══ EXTRACT TO READ ══

When I bought my Trek I was torn between her and a Giant TranSend DX. They were both nice machines and the Giant had rack and fenders already so less to do, but it wasn't as pretty to me. Everyone else told me to go with that one and said that it was cooler looking/more modern styling, but it just wasn't my style. You will ride more on a bike you love!


----------



## alicat (2 Mar 2018)

+1 for the Park Tools chain cleaning gadget.


----------



## vickster (3 Mar 2018)

Marathon + tyres, heavy, slow, slippery. I only kept them (until I sold the bike) having paid full price at LBS. thankfully they fitted them or I would have been cursing more if I’d fought them on myself!!


----------



## Welsh wheels (3 Mar 2018)

airborneal said:


> Apologies if this has been asked before
> 
> It could be because item didn't work as good as expected.
> 
> ...

═══

*WHAT YOU ARE ASKED TO DO:*
Please answer from the bike forum thread: which other bike was the first poster torn between before buying the Trek?

══ EXTRACTED ENTRIES ══

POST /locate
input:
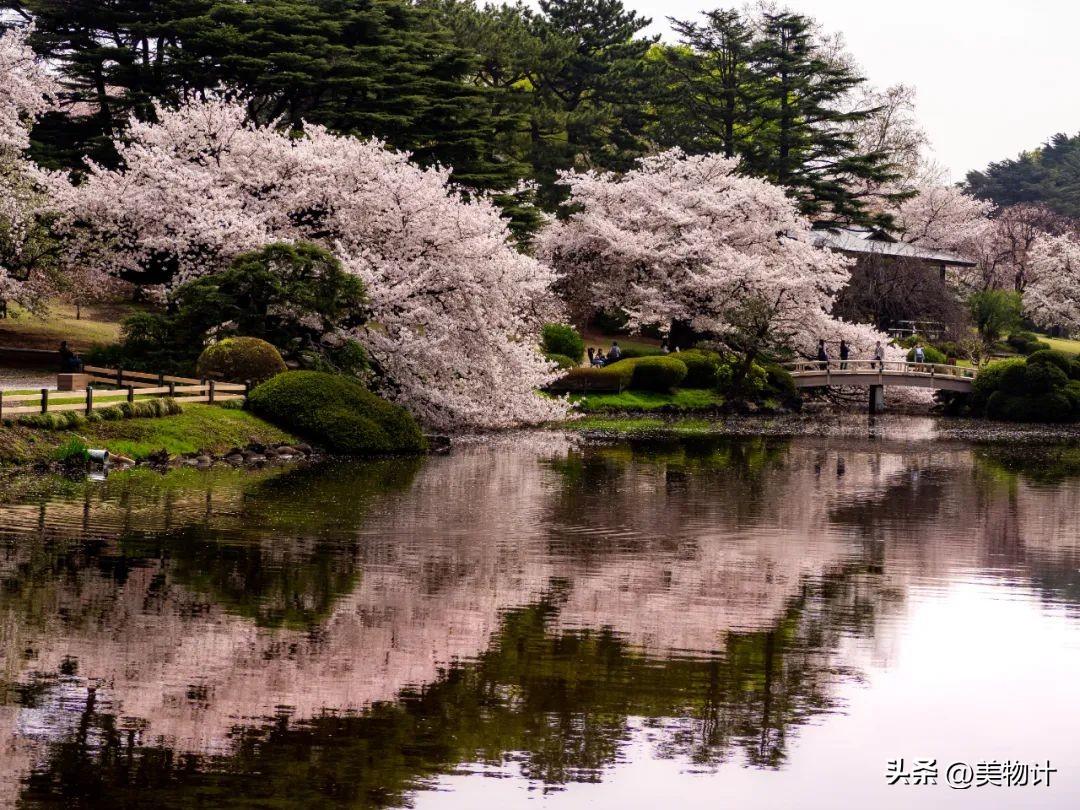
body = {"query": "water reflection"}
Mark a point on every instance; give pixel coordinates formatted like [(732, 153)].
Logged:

═══

*RESPONSE TO THIS EXERCISE:*
A Giant TranSend DX.